> Quoted passage
THE HEALTH Service Executive (HSE) is planning to implement controversial reforms of the country's hospital laboratory system, a pathology conference in Dublin was told yesterday.
The reforms were proposed last year by external consultants but never officially published. Speaking at the pathology forum, Michael Lyons, former chief executive of the Eastern Regional Health Authority and Crumlin hospital, said he understood from senior HSE figures that an implementation process was about to be put in place that would involve consultation with interested parties.
The Irish Timesrevealed last August that Ministers had been advised privately by the Department of Health that the consultants' report proposed "widespread rationalisation" of laboratory services around the country.
The plan would see routine tests ordered by GPs or community services separated from those requested from hospitals and carried out by new stand-alone, highly-automated laboratories, based in Dublin, the south and the west. It suggested the private sector could provide these proposed facilities.
The report also recommended that the services of the existing 40-plus hospital laboratories dealing with tests requested for hospital patients should in future be concentrated in a much smaller number of advanced new facilities, based at between eight and 14 acute regional hospitals.
The report envisaged "a substantial reduction" in the number of technical staff required in the future. It also anticipated "substantial savings" on the HSE's current €328 million annual bill for clinical pathology laboratory services.
However, the HSE never officially published the report, but it did brief the Cabinet sub- committee on health on the proposals.
The HSE's national director for contracts, Tom Finn, was scheduled to speak at the conference on the implementation of a new system of service delivery for laboratory medicine services but he pulled out at the last minute.
In his presentation Mr Lyons said that his understanding from talking to Mr Finn on Monday was that the report had been endorsed by the board of the HSE and that "an implementation process was about to be put in place where consultation will be held with interested parties. There is likely to be a national approach taken to this ... probably under a project manager working to an implementation group," he said.
Mr Lyons said while the report was not officially available, there was a high degree of knowledge about its content.

> Problem 1
Answer these questions using the article on hospital laboratory reforms.
(a) What is the HSE's current annual bill for clinical pathology laboratory services?
(b) Where would the proposed stand-alone, highly-automated laboratories be based?
(c) Who was scheduled to speak at the conference but pulled out at the last minute?
> Problem 2
Extract the passage of the article on hospital laboratory reforms that starts at the words "The report envisaged" and ends after the words "the last minute.".

Referring expression pointing data:
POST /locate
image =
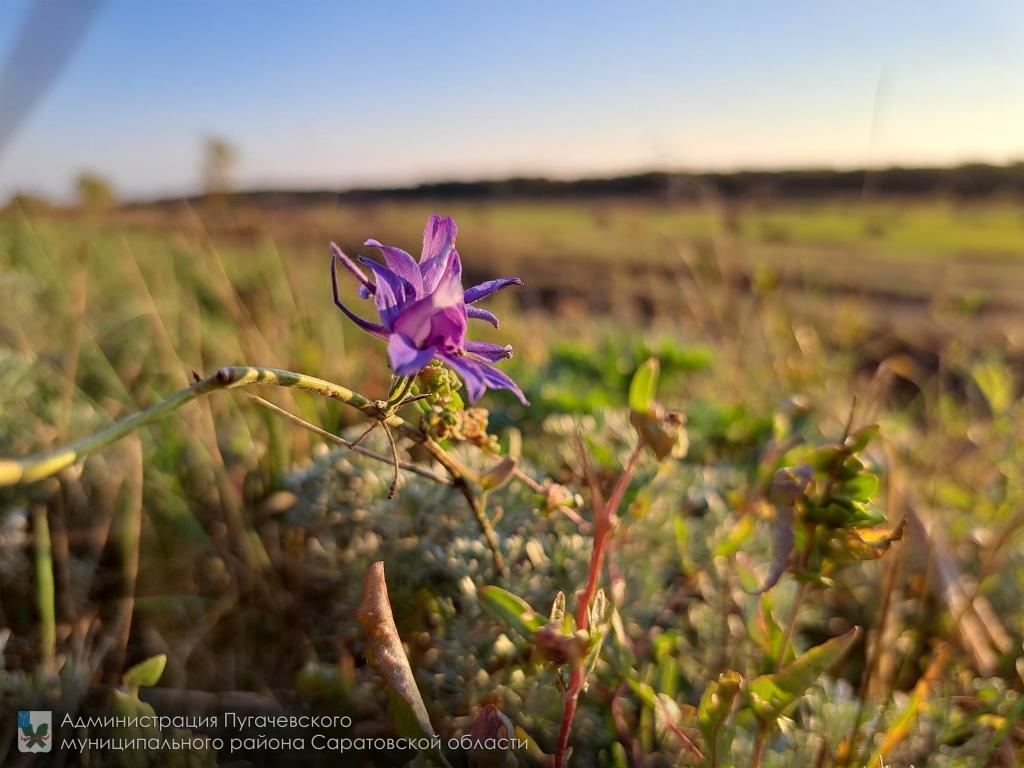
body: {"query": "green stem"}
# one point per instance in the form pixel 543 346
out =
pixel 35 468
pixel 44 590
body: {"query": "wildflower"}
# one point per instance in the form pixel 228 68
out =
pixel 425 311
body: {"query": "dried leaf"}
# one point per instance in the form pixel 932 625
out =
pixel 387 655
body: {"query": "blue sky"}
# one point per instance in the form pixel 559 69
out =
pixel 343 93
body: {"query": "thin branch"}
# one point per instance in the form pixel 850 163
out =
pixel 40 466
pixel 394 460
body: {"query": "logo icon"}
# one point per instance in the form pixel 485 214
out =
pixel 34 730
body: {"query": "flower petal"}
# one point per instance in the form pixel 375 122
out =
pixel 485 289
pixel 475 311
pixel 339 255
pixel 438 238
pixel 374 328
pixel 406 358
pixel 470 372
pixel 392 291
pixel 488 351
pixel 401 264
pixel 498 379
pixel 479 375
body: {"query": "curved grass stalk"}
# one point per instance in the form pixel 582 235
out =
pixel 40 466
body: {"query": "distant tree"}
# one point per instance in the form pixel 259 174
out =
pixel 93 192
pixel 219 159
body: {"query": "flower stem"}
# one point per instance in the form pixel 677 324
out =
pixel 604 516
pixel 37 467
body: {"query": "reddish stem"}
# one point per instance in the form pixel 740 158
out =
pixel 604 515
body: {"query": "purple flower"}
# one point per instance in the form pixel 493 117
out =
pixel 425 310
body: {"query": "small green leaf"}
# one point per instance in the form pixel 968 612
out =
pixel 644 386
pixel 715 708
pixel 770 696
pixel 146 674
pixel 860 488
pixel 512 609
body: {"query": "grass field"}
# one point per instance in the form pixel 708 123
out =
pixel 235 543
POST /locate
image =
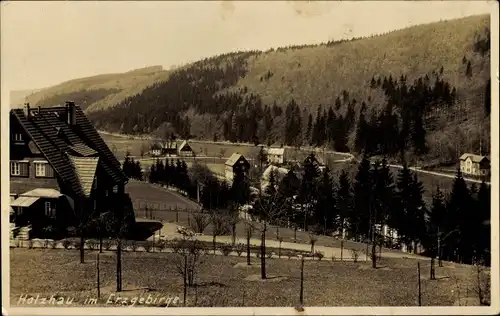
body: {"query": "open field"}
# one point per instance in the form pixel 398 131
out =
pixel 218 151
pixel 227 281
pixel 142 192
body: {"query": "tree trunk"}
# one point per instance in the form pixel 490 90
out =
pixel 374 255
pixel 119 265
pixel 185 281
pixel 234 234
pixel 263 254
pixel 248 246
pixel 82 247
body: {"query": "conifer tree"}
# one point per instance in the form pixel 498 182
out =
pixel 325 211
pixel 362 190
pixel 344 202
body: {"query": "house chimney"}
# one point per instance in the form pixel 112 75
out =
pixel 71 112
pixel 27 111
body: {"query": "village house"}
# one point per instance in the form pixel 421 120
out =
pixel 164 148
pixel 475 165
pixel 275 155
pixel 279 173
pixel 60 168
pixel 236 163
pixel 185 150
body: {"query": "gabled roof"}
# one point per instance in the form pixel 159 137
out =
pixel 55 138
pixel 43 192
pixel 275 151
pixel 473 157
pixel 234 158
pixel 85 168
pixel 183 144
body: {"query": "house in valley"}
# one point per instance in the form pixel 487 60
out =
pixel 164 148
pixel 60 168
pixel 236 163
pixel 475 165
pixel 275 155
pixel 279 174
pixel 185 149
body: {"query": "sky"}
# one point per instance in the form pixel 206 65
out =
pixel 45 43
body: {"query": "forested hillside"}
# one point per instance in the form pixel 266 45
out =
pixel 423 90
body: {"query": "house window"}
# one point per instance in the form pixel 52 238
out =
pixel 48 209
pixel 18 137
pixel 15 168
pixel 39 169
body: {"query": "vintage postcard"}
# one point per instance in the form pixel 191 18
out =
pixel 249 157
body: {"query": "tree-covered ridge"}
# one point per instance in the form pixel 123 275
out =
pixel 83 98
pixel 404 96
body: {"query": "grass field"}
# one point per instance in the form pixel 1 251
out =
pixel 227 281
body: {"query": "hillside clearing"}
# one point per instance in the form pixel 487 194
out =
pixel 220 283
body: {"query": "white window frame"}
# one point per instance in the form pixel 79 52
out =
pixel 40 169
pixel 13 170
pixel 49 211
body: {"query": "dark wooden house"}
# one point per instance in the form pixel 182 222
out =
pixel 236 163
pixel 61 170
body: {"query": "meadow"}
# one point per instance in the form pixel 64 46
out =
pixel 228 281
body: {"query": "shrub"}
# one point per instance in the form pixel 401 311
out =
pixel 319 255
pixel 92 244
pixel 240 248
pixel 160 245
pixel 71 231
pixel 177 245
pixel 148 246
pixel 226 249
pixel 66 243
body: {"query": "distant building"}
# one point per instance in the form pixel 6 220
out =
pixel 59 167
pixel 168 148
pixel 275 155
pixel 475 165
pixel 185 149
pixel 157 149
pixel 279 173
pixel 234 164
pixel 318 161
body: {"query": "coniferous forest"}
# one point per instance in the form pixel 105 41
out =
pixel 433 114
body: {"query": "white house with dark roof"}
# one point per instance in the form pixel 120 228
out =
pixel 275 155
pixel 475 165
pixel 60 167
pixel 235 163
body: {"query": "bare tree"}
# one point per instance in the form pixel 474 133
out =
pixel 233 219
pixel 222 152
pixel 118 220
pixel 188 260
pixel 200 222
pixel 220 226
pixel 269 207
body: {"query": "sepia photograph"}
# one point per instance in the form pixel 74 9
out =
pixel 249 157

> Response 1
(a) €328 million.
(b) In Dublin, the south and the west.
(c) Tom Finn, the HSE's national director for contracts.

> Response 2
The report envisaged "a substantial reduction" in the number of technical staff required in the future. It also anticipated "substantial savings" on the HSE's current €328 million annual bill for clinical pathology laboratory services.
However, the HSE never officially published the report, but it did brief the Cabinet sub- committee on health on the proposals.
The HSE's national director for contracts, Tom Finn, was scheduled to speak at the conference on the implementation of a new system of service delivery for laboratory medicine services but he pulled out at the last minute.